>>>>

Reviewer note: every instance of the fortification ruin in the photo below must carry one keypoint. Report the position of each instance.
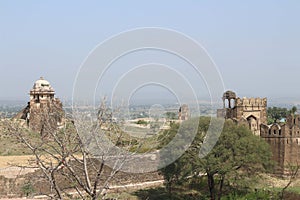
(43, 111)
(283, 138)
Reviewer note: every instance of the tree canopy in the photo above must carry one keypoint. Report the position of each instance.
(233, 162)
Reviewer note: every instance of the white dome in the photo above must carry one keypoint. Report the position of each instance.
(42, 85)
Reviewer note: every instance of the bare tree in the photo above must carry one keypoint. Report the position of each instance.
(67, 160)
(293, 173)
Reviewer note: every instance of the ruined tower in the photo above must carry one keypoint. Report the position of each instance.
(44, 111)
(184, 112)
(249, 111)
(284, 139)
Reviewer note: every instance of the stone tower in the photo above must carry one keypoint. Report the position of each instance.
(249, 111)
(184, 112)
(284, 139)
(43, 111)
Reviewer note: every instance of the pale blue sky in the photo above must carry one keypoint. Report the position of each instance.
(255, 44)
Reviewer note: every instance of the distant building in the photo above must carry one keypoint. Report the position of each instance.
(251, 112)
(43, 111)
(184, 112)
(283, 137)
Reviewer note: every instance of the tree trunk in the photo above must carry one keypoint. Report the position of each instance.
(211, 186)
(221, 187)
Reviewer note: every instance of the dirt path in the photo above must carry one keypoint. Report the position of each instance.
(8, 161)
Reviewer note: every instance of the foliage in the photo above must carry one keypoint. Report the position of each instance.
(171, 115)
(233, 163)
(277, 113)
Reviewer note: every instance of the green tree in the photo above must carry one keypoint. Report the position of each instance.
(233, 162)
(171, 115)
(293, 110)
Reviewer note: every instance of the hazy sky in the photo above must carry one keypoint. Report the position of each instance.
(255, 44)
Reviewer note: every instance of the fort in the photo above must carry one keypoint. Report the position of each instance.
(283, 137)
(43, 111)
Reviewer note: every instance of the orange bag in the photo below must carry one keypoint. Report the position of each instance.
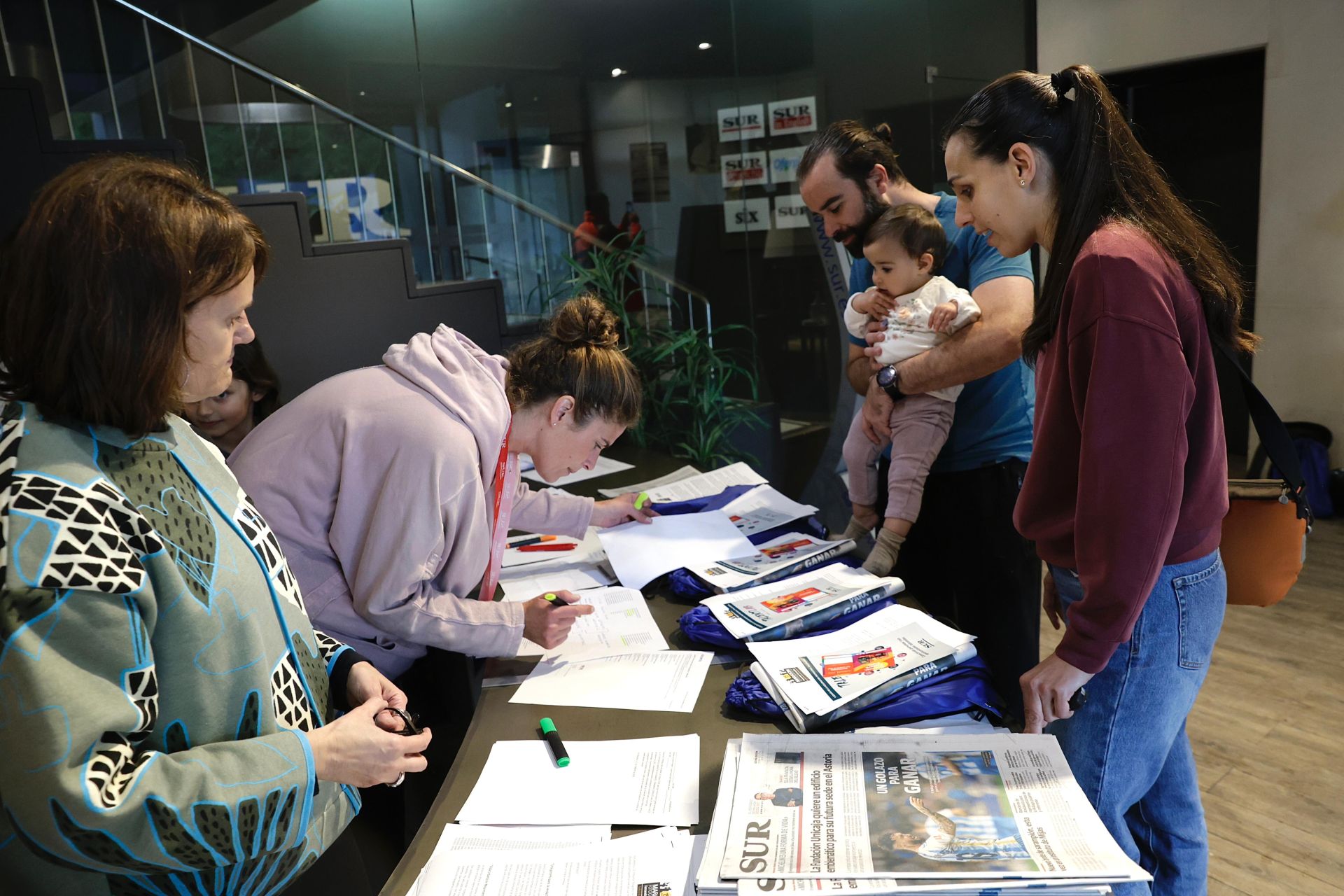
(1265, 530)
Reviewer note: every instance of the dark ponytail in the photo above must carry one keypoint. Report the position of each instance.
(578, 355)
(855, 149)
(1101, 172)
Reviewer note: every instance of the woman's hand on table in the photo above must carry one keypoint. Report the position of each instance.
(622, 510)
(354, 750)
(549, 625)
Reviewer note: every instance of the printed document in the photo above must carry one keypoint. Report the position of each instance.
(764, 508)
(647, 780)
(667, 681)
(675, 476)
(706, 484)
(604, 466)
(620, 624)
(640, 552)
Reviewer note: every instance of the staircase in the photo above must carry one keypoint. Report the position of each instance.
(112, 70)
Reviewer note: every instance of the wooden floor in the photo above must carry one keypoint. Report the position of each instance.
(1269, 736)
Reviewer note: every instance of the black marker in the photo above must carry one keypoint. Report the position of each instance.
(553, 736)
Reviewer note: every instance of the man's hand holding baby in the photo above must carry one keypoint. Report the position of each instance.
(942, 316)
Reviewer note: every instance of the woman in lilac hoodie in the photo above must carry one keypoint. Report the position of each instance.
(381, 482)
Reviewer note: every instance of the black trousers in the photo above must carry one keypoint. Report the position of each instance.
(441, 691)
(965, 562)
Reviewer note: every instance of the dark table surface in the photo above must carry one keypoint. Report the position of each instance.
(498, 719)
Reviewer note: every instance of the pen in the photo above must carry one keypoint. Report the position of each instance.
(553, 738)
(531, 539)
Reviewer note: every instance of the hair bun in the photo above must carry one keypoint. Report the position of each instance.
(585, 321)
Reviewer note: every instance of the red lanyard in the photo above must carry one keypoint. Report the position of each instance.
(505, 479)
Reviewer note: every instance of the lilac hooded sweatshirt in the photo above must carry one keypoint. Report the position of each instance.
(379, 484)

<<<<

• [Exercise]:
Print the line containing "Reviewer note: every instance of the woman in" and every line after it to the end of the records above, exactly as written, and nothing else.

• [Expected answer]:
Reviewer note: every instance of the woman in lilac hoodie in the photo above must carry one keypoint. Report the position of each instance.
(381, 482)
Reviewer note: every instance of the black trousers in the photo above must carry one keypoint. Report the position of each instance.
(441, 691)
(965, 562)
Reviewer note: every instance of the dark table surface in the photo above must carry one keypoint. Report the position of each instance.
(498, 719)
Reviewer note: every instance of the pen in the photo above must carry one keypoint. Report the position of each instance.
(553, 738)
(531, 539)
Reviewer note: every instance of the hair bun in the photo above must carry one keypoint. Report the position of each instance.
(585, 321)
Reviewer note: every instance of the red lanyard in the photo above must carry one keypoint. Report the position of each instance.
(505, 479)
Reviewer note: every instance of the lilac hooded sweatshirt in the photo above must carry one keypoint. Report the position of each instance.
(379, 484)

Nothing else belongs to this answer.